● **EXTRACT PROVIDED**
================

How to support this blog?

To support this blog, you can hire me as an OmegaT consultant/trainer, or you can send translation and project management jobs my way.

Search the site:

emacs regex with emacs lisp

June 28 update: using \#1 instead of (string-to-number \1)

A reader on reddit mentionned that the manual also had the "\#d" construct to replace the often used (string-to-number \d) function.

That regex-replace improvement was mentionned in Stevve Yegge's emacs 22 introduction, back in 2006.

Last but not least, I noticed that the whole post was originally written with (string-as-number ...) when the correct function name is (string-to-number ...)


Not strictly related to translation but here is what's happening...

I've resumed studies last year, trying to finish an MA in Japan Studies I started 25 years ago.

For the first year, I only have to write a 30ish pages dissertation on my subject (representation of women in kendo magazines in Japan) and I decided to go the emacs + org-mode way, with the easy export to ODF function that's packaged with the thing.

================

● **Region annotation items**
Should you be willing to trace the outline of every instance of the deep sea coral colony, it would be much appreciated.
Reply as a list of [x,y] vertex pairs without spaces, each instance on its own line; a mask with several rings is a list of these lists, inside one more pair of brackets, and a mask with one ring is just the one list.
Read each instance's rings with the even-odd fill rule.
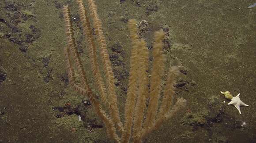
[[[112,64],[96,6],[93,0],[87,0],[96,33],[96,41],[94,41],[92,29],[83,2],[77,0],[76,2],[79,5],[78,11],[83,34],[89,46],[91,68],[95,81],[94,83],[98,90],[99,99],[92,91],[88,84],[73,36],[69,10],[68,6],[64,6],[63,12],[68,43],[64,53],[69,84],[75,91],[89,99],[95,111],[104,122],[107,135],[110,139],[117,143],[142,143],[147,135],[159,127],[165,120],[173,116],[185,106],[186,103],[183,98],[178,98],[172,107],[172,97],[175,93],[173,85],[179,72],[177,67],[169,68],[165,86],[162,84],[166,60],[162,49],[165,33],[162,30],[156,32],[154,35],[155,43],[152,51],[154,60],[150,79],[147,72],[149,69],[149,52],[146,43],[137,34],[135,20],[129,20],[128,27],[132,48],[123,124],[117,107],[116,87]],[[96,45],[98,45],[98,50]],[[99,55],[97,55],[97,50],[99,50]],[[104,80],[99,71],[99,57],[102,63],[102,69],[105,77]],[[149,84],[151,85],[149,89]],[[162,88],[163,97],[160,98]],[[148,99],[147,107],[146,103]]]

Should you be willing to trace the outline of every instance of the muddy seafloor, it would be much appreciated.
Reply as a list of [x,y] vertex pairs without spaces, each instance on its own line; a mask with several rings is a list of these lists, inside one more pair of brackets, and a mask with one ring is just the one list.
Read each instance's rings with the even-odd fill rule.
[[[138,33],[150,51],[154,32],[163,29],[166,66],[185,67],[174,99],[183,97],[187,106],[144,143],[256,142],[256,7],[248,8],[255,2],[96,0],[122,119],[131,46],[128,19],[147,21]],[[87,99],[68,86],[62,13],[67,4],[79,53],[90,69],[74,0],[0,1],[0,143],[113,142]],[[239,114],[220,91],[241,93],[249,106]]]

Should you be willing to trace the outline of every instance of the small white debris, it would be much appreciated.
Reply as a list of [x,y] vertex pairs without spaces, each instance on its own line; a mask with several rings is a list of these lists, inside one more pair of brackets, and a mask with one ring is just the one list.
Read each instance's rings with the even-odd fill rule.
[[243,127],[243,126],[245,126],[245,125],[246,125],[246,123],[245,123],[245,122],[243,122],[242,123],[242,125],[241,125],[241,126]]

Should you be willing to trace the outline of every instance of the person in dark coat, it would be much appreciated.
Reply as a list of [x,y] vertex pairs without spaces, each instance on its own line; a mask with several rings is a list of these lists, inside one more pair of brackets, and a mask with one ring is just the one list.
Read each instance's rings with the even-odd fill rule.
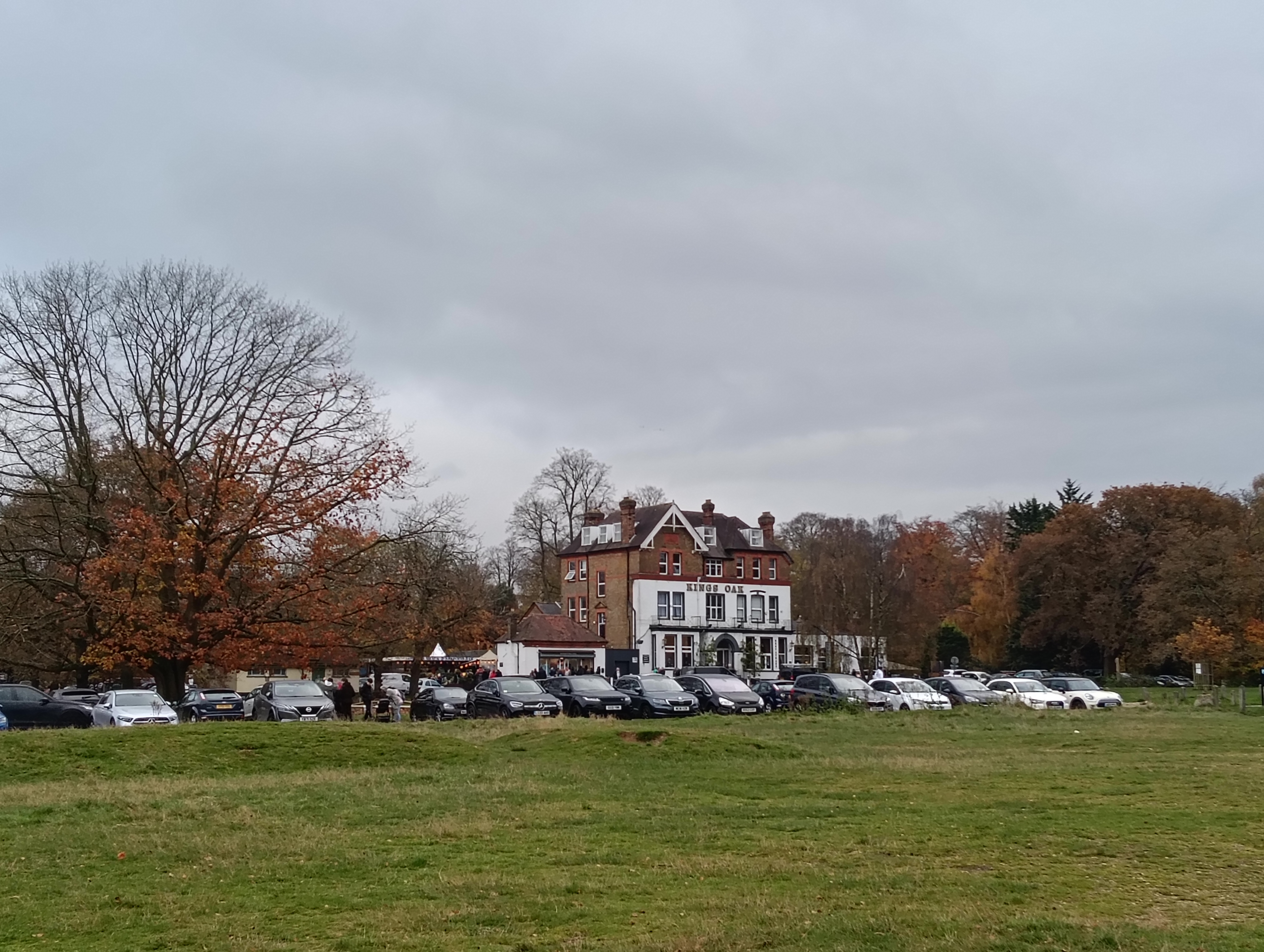
[[346,680],[346,678],[344,678],[343,683],[337,685],[335,695],[336,695],[335,700],[337,702],[339,717],[341,717],[344,721],[350,721],[351,704],[355,703],[355,688],[353,688],[351,683]]

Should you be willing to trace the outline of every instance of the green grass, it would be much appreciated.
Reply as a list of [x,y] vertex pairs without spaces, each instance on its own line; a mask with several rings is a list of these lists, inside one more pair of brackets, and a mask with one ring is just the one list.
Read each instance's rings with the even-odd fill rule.
[[1154,705],[10,732],[0,948],[1254,952],[1261,729]]

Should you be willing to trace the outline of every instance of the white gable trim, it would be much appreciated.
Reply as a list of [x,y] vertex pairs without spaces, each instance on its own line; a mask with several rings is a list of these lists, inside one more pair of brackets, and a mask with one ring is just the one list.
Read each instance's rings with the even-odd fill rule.
[[705,552],[708,550],[708,545],[703,541],[703,537],[698,535],[698,530],[693,527],[693,525],[689,522],[688,518],[685,518],[685,513],[680,511],[680,507],[676,506],[676,503],[671,503],[671,506],[667,507],[667,511],[662,513],[662,518],[659,520],[659,522],[655,525],[650,535],[647,535],[645,537],[645,541],[641,542],[641,547],[642,549],[653,547],[653,537],[659,535],[659,531],[665,525],[667,525],[667,520],[671,518],[672,513],[675,513],[676,521],[680,522],[680,525],[683,525],[686,530],[689,530],[689,537],[694,540],[694,551]]

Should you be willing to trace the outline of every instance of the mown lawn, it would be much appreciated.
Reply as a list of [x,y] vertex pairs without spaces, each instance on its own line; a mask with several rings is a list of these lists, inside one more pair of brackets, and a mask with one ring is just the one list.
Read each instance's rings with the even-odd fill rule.
[[1261,732],[1176,707],[10,732],[0,948],[1255,952]]

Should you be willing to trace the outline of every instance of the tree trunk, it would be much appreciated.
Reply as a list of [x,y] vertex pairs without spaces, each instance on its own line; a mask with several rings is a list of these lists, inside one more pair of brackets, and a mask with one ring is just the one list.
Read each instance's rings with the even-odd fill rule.
[[185,693],[185,678],[188,674],[188,661],[178,657],[159,657],[149,673],[157,681],[158,693],[167,700],[179,700]]

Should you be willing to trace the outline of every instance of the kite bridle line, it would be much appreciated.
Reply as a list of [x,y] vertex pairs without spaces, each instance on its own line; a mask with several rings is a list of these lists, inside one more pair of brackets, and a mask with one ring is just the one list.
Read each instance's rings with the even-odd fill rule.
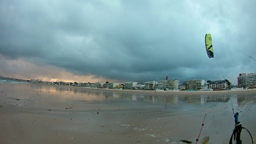
[[[251,57],[250,57],[250,58]],[[255,60],[254,58],[252,58],[254,60]],[[218,63],[219,65],[218,65],[218,66],[219,66],[219,68],[220,68],[220,72],[221,72],[221,74],[222,75],[222,76],[223,77],[223,78],[224,79],[224,80],[225,80],[225,82],[227,86],[228,85],[228,84],[227,84],[227,82],[226,81],[226,79],[225,78],[225,77],[224,77],[224,74],[223,74],[223,72],[222,72],[222,69],[221,69],[221,67],[220,67],[220,65],[219,64],[219,62]],[[232,110],[233,110],[233,114],[234,114],[234,115],[235,115],[235,112],[234,112],[234,107],[233,106],[233,103],[232,102],[232,100],[231,100],[231,97],[230,96],[230,92],[229,92],[229,90],[228,89],[228,95],[229,96],[229,97],[230,98],[230,102],[231,103],[231,106],[232,106]],[[234,116],[233,115],[233,116]],[[235,128],[234,129],[234,130],[233,130],[233,132],[232,133],[232,136],[233,136],[233,135],[234,134],[234,133],[235,132],[235,130],[236,130],[236,128]],[[245,130],[246,130],[247,132],[248,132],[248,133],[249,133],[249,134],[250,134],[250,136],[251,136],[251,138],[252,139],[252,144],[254,144],[254,140],[253,140],[253,138],[252,138],[252,134],[251,134],[251,133],[249,131],[249,130],[246,129],[246,128],[244,128],[244,127],[242,127],[242,129],[244,129]],[[231,137],[232,138],[232,137]],[[235,138],[234,137],[234,138]],[[230,140],[232,140],[232,139],[230,139]]]
[[203,129],[203,126],[204,125],[204,120],[205,120],[205,117],[206,116],[206,114],[207,114],[207,110],[208,110],[208,108],[209,107],[209,103],[210,103],[210,97],[209,97],[209,100],[208,100],[208,104],[207,105],[207,108],[206,108],[206,111],[205,112],[205,114],[204,115],[204,120],[203,120],[203,123],[202,124],[202,126],[201,126],[201,129],[200,129],[200,131],[199,132],[199,134],[198,134],[198,136],[197,137],[196,140],[196,144],[197,144],[199,140],[199,137],[200,137],[200,135],[201,134],[201,132],[202,132],[202,130]]
[[218,42],[220,44],[223,44],[223,45],[225,45],[225,46],[227,46],[227,47],[229,47],[229,48],[232,48],[232,49],[234,49],[234,50],[236,50],[237,51],[238,51],[238,52],[239,52],[241,53],[241,54],[244,54],[244,55],[246,55],[246,56],[248,56],[248,57],[249,57],[250,58],[251,58],[251,59],[253,59],[253,60],[255,60],[255,61],[256,61],[256,59],[255,59],[255,58],[254,58],[253,57],[252,57],[252,56],[249,56],[249,55],[247,55],[247,54],[245,54],[245,53],[243,53],[243,52],[241,52],[241,51],[239,51],[239,50],[237,50],[237,49],[235,49],[235,48],[232,48],[232,47],[231,47],[231,46],[228,46],[228,45],[226,45],[226,44],[223,44],[223,43],[222,43],[222,42],[218,42],[218,41],[217,41],[217,40],[215,40],[215,41],[216,41],[216,42]]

================

● **WHAT TO WORK ON**
List every way the blog post about emacs regex says readers can support the blog.

● **ANSWER TO THE PROBLEM**
- Hire the author as an OmegaT consultant
- Hire the author as an OmegaT trainer
- Send translation jobs to the author
- Send project management jobs to the author